* TASK TO COMPLETE
Count how many of the lines below contain the string "building", treating uppercase and lowercase letters as distinct, and give only that number.
╭──
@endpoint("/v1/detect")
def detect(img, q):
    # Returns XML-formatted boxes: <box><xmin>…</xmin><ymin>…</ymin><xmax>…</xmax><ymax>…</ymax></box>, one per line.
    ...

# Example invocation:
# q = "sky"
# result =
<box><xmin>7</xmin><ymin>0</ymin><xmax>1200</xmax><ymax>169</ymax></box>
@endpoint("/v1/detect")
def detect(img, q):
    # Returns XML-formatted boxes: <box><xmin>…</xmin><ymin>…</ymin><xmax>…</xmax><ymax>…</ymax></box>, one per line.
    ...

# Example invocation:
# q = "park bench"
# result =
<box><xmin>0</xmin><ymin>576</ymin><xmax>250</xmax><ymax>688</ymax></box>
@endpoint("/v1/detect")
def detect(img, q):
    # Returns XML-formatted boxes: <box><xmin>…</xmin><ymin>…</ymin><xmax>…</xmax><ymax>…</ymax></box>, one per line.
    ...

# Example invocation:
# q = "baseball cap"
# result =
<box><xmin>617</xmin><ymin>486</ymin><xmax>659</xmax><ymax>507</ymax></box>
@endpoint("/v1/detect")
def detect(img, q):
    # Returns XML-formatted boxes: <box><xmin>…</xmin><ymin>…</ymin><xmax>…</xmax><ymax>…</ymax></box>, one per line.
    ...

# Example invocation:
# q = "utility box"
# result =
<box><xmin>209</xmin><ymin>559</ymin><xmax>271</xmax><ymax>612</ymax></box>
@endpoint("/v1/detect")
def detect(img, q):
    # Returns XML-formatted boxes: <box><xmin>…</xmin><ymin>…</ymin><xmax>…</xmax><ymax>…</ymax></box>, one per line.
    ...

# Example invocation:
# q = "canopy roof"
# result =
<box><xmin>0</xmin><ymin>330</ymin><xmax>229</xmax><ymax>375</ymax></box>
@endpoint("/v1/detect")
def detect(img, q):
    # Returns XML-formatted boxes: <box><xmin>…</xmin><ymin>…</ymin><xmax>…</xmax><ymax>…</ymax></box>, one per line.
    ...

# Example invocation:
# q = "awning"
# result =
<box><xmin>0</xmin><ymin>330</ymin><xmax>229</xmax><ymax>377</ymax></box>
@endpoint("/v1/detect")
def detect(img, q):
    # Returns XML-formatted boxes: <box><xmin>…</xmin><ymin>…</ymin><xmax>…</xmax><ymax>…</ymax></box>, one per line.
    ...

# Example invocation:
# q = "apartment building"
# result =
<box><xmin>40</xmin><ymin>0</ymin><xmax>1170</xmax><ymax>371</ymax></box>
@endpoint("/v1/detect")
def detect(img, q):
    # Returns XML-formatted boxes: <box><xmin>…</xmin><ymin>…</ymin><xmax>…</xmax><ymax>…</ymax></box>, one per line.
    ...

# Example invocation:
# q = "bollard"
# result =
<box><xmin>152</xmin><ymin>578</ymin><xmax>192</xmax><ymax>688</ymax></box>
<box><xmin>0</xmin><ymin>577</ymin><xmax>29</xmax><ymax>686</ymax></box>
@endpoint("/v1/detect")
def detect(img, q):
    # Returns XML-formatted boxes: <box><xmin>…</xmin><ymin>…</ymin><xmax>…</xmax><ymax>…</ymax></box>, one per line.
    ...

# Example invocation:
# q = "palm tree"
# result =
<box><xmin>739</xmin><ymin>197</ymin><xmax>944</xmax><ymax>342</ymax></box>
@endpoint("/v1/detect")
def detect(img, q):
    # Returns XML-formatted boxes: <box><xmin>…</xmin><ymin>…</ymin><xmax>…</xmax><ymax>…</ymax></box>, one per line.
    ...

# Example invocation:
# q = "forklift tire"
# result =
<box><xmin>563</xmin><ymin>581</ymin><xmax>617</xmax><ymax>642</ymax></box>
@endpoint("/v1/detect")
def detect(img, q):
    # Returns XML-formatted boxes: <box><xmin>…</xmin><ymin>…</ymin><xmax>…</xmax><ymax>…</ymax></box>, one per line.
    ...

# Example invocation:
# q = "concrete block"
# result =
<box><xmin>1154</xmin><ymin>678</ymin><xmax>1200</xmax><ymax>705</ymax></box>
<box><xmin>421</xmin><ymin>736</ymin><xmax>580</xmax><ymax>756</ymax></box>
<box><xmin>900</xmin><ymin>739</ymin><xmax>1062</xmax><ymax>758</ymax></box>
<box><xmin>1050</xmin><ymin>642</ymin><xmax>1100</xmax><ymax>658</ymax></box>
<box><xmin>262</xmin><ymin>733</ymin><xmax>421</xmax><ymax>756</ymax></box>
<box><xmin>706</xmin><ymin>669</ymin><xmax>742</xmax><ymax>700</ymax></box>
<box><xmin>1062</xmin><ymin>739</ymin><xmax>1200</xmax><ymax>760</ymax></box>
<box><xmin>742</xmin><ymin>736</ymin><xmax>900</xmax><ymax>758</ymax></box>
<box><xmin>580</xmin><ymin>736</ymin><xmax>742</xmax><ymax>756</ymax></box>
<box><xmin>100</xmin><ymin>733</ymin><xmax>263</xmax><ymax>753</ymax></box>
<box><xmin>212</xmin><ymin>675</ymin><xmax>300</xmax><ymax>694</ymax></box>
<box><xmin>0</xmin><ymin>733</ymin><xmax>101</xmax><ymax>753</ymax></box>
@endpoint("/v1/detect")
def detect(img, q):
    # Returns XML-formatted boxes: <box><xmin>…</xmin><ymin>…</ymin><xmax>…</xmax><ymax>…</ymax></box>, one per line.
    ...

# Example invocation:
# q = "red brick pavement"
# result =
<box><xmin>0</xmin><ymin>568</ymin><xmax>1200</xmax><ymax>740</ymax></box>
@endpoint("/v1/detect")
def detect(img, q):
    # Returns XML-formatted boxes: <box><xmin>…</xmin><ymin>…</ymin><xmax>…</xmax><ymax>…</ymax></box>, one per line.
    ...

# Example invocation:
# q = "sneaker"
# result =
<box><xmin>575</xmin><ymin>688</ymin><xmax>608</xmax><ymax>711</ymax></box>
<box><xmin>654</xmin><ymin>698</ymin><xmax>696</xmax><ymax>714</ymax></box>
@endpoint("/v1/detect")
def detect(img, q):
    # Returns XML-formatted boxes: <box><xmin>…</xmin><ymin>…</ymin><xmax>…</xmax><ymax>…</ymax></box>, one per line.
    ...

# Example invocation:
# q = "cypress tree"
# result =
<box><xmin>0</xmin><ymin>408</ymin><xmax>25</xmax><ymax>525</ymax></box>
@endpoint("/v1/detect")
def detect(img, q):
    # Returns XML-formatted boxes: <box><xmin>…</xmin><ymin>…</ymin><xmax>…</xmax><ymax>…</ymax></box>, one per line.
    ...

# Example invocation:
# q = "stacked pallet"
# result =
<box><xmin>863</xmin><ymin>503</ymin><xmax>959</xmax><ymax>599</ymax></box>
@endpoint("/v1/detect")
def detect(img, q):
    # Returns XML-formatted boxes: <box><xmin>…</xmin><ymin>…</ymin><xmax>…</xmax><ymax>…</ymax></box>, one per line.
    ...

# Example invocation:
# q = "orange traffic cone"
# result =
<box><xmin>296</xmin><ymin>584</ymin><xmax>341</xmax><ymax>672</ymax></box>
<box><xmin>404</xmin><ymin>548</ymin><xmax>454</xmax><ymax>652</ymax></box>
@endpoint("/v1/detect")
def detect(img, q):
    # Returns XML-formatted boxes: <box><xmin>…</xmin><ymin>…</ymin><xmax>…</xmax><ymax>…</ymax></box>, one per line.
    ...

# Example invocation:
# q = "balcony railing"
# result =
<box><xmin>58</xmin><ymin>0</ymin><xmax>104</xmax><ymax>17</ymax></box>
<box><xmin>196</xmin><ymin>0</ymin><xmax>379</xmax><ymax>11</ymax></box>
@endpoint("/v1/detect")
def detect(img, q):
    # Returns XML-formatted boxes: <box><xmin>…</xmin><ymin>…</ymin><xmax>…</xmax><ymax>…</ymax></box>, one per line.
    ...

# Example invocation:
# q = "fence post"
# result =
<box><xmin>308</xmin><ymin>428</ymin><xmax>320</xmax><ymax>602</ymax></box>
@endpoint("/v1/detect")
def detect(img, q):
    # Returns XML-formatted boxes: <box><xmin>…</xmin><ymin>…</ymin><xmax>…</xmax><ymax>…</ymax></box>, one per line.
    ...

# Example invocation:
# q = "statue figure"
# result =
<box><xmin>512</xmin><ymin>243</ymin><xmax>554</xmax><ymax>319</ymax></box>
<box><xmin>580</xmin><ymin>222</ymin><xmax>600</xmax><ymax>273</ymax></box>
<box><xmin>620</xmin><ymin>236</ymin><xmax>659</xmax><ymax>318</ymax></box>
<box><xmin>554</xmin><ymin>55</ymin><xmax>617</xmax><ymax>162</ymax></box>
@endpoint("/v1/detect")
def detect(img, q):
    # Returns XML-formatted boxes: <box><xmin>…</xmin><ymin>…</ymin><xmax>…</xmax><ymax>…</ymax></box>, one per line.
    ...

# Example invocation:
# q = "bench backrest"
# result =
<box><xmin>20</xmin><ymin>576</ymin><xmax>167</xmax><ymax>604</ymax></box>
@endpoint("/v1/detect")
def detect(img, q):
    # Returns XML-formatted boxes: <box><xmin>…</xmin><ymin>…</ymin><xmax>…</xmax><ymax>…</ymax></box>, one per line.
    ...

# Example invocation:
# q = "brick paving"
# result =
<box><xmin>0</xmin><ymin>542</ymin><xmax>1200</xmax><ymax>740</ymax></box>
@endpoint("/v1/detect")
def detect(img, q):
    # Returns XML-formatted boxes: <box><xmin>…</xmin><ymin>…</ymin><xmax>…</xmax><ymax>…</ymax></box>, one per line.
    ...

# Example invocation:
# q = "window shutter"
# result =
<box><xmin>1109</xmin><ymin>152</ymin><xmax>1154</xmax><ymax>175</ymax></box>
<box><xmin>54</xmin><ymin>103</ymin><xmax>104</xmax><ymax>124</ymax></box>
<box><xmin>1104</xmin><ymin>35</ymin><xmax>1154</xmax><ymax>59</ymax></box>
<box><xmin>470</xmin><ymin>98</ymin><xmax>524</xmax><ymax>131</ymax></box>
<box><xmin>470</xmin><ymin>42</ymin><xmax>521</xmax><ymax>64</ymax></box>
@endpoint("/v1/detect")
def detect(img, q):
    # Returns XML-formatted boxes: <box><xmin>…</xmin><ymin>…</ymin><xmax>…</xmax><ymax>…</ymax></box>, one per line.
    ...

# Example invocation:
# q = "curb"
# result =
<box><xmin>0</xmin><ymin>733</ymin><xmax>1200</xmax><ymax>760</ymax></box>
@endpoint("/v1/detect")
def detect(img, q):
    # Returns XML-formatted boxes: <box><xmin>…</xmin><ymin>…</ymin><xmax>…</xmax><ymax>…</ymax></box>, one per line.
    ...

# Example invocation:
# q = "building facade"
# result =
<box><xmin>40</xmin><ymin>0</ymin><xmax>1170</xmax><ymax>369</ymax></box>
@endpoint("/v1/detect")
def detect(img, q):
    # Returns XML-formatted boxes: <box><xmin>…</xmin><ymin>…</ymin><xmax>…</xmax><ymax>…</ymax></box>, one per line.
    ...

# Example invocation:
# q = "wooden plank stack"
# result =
╰──
* RESULT FOR THIS TASK
2